Pointing dataset excerpts
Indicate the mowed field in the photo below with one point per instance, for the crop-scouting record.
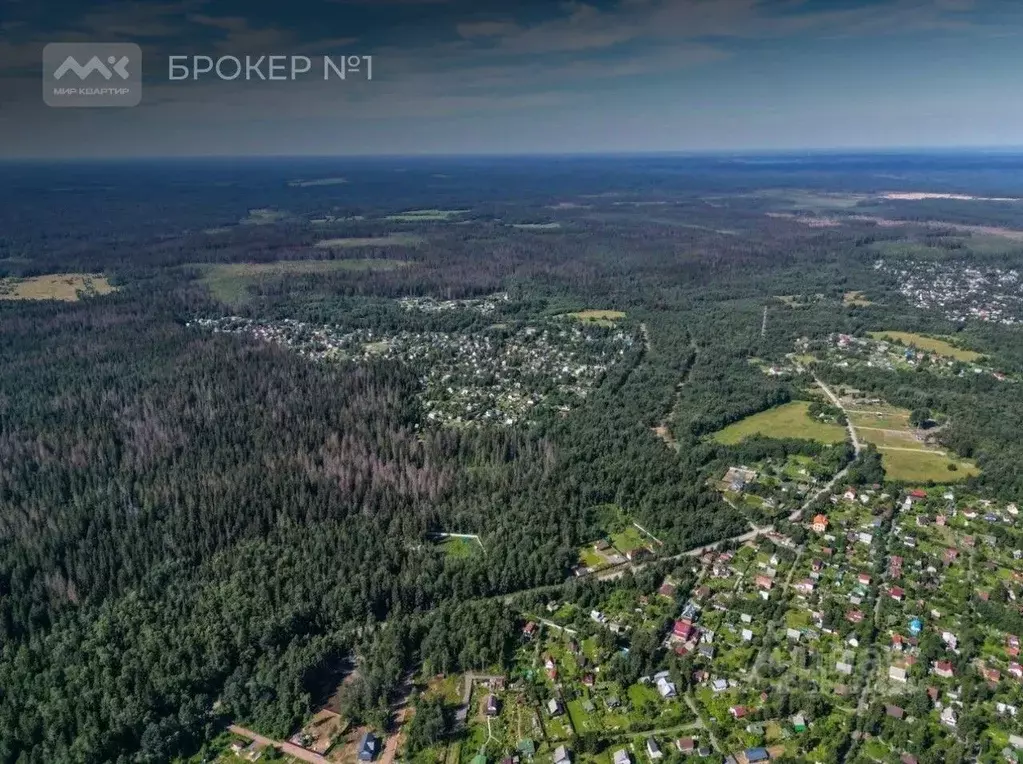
(599, 317)
(790, 420)
(930, 344)
(64, 286)
(904, 455)
(392, 239)
(229, 282)
(416, 216)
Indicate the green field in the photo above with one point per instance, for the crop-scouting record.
(598, 317)
(790, 420)
(884, 420)
(930, 344)
(856, 299)
(229, 282)
(416, 216)
(63, 286)
(628, 540)
(392, 239)
(460, 548)
(921, 466)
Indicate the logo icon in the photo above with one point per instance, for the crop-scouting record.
(110, 75)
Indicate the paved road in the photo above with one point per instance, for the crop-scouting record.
(703, 723)
(838, 404)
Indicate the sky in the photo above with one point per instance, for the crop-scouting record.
(480, 77)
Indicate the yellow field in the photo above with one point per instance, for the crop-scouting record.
(930, 344)
(790, 420)
(603, 317)
(64, 286)
(229, 282)
(920, 466)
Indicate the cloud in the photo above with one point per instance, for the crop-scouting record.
(487, 29)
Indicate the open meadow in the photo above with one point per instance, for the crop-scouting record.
(930, 344)
(229, 282)
(63, 286)
(790, 420)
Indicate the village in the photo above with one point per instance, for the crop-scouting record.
(884, 622)
(502, 375)
(959, 291)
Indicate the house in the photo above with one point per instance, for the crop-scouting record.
(367, 747)
(943, 669)
(682, 629)
(653, 750)
(665, 687)
(948, 717)
(685, 746)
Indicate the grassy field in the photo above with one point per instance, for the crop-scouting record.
(392, 239)
(855, 298)
(628, 540)
(599, 317)
(790, 420)
(416, 216)
(884, 420)
(930, 344)
(454, 547)
(64, 286)
(229, 282)
(920, 466)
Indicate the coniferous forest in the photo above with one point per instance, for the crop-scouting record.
(203, 527)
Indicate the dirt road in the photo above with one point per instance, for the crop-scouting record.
(286, 748)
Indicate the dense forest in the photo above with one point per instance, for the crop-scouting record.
(197, 528)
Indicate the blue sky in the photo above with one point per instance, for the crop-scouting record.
(453, 77)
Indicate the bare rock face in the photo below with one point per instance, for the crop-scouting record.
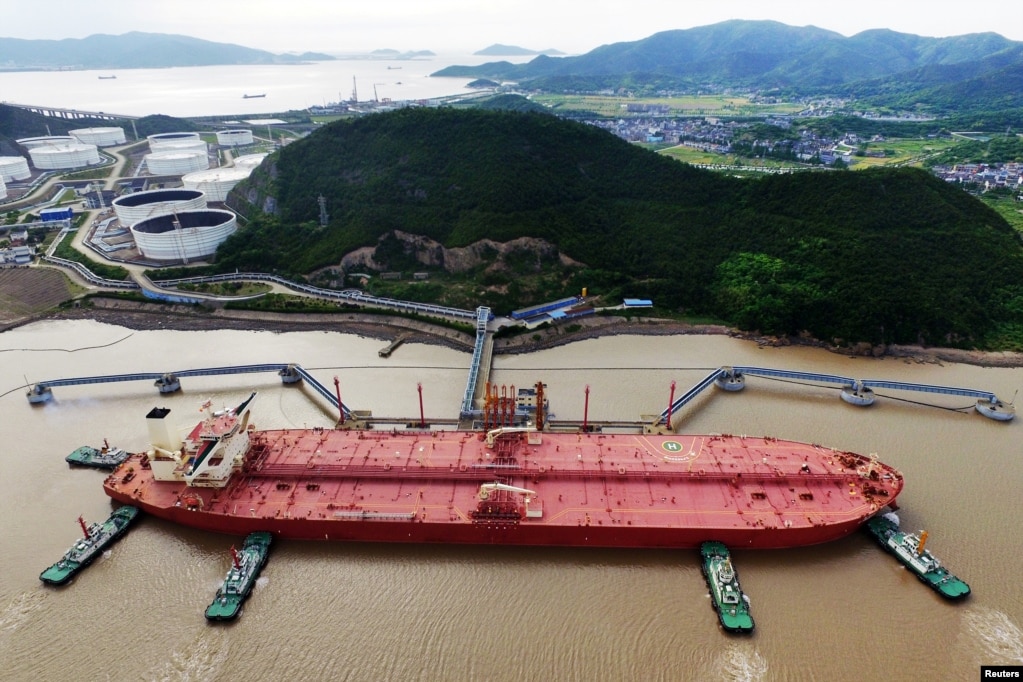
(462, 259)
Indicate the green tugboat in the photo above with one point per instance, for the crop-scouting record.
(908, 548)
(97, 537)
(101, 458)
(731, 605)
(246, 566)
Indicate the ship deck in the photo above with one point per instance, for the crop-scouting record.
(657, 489)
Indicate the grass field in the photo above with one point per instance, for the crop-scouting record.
(25, 291)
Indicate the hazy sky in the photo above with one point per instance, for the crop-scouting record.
(444, 26)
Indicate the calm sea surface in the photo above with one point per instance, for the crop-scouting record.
(360, 611)
(196, 91)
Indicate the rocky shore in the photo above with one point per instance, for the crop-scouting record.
(386, 327)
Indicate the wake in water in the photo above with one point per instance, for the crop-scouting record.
(742, 663)
(202, 660)
(19, 609)
(1001, 639)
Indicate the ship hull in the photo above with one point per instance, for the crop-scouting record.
(686, 536)
(510, 488)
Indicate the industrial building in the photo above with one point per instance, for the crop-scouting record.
(234, 137)
(131, 209)
(101, 137)
(176, 162)
(14, 168)
(215, 182)
(63, 155)
(185, 235)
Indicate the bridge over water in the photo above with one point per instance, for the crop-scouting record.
(60, 112)
(854, 392)
(171, 381)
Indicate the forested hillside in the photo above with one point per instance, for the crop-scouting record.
(888, 255)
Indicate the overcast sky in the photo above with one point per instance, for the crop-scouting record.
(466, 26)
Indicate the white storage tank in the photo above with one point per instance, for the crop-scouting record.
(14, 168)
(130, 209)
(234, 137)
(185, 235)
(46, 140)
(101, 137)
(250, 161)
(176, 163)
(64, 155)
(216, 182)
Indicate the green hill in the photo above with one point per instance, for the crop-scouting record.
(888, 255)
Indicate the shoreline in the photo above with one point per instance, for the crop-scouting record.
(142, 316)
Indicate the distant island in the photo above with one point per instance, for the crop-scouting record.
(498, 50)
(136, 50)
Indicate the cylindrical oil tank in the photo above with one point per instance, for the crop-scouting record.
(14, 168)
(184, 235)
(130, 209)
(176, 163)
(163, 138)
(101, 137)
(249, 161)
(216, 182)
(65, 155)
(46, 140)
(234, 137)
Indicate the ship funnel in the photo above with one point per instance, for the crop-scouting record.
(160, 429)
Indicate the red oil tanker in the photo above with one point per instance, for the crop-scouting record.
(512, 486)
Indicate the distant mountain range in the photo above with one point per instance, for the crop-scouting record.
(769, 55)
(135, 50)
(498, 50)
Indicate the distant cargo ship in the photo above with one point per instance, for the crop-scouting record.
(510, 486)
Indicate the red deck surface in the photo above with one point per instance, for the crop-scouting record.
(593, 490)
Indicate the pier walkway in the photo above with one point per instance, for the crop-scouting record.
(171, 381)
(479, 368)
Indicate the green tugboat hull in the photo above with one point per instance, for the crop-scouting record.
(101, 458)
(885, 530)
(726, 596)
(85, 550)
(240, 579)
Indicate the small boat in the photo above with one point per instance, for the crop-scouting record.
(727, 599)
(101, 458)
(246, 566)
(908, 549)
(97, 537)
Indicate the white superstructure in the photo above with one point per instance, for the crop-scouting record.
(131, 209)
(63, 155)
(215, 182)
(14, 168)
(185, 235)
(46, 140)
(234, 137)
(176, 163)
(101, 137)
(250, 161)
(165, 138)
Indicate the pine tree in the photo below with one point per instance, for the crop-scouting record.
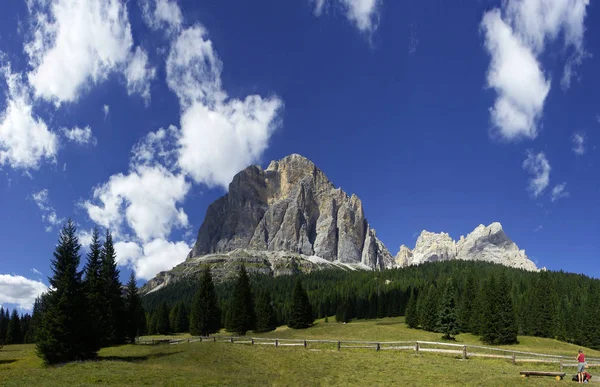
(113, 317)
(240, 316)
(162, 319)
(448, 319)
(62, 333)
(490, 319)
(300, 308)
(430, 311)
(265, 314)
(92, 285)
(13, 333)
(507, 322)
(135, 311)
(205, 315)
(411, 316)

Required task
Turn the data between the line holding "Indicate the ship funnel" and the end of the data, inclusive, into a numbered list with blank lines dropped and the pictures left out.

The answer
1. Indicate the ship funnel in the photo above with one point per instance, for the crop-scouting record.
2. (160, 429)
3. Indicate the red oil tanker in the photo above with one point per instance, for the crop-scouting record.
4. (512, 486)
5. Indicate the distant mountain range in the photo above with one point per instance, for the crop-scouting record.
6. (769, 55)
7. (135, 50)
8. (498, 50)
9. Indicate the distant cargo ship in the photo above with one point per instance, for the crop-scouting record.
10. (510, 486)
11. Indicate the red deck surface in the photo above with one point per instance, for the crop-scouting record.
12. (593, 490)
13. Indicate the pier walkway in the photo above with one point per instance, for the crop-scouting record.
14. (171, 381)
15. (479, 368)
16. Indicate the green tugboat hull in the photo above with one point per instance, for the crop-scouting record.
17. (101, 458)
18. (885, 530)
19. (726, 596)
20. (85, 550)
21. (240, 579)
22. Indicate the small boat in the photo above with one point per instance, for the crop-scouting record.
23. (727, 599)
24. (101, 458)
25. (246, 566)
26. (908, 549)
27. (97, 537)
28. Indicate the white superstructure in the photo above with one point per instance, for the crop-scouting record.
29. (131, 209)
30. (63, 155)
31. (215, 182)
32. (14, 168)
33. (185, 235)
34. (46, 140)
35. (234, 137)
36. (176, 163)
37. (101, 137)
38. (250, 161)
39. (165, 138)
40. Indicate the pine tree in the photo below with one point per instance, for the crop-scouting record.
41. (113, 317)
42. (240, 316)
43. (162, 319)
44. (448, 319)
45. (62, 333)
46. (490, 319)
47. (300, 308)
48. (430, 311)
49. (265, 314)
50. (92, 285)
51. (13, 333)
52. (507, 322)
53. (135, 311)
54. (205, 315)
55. (411, 316)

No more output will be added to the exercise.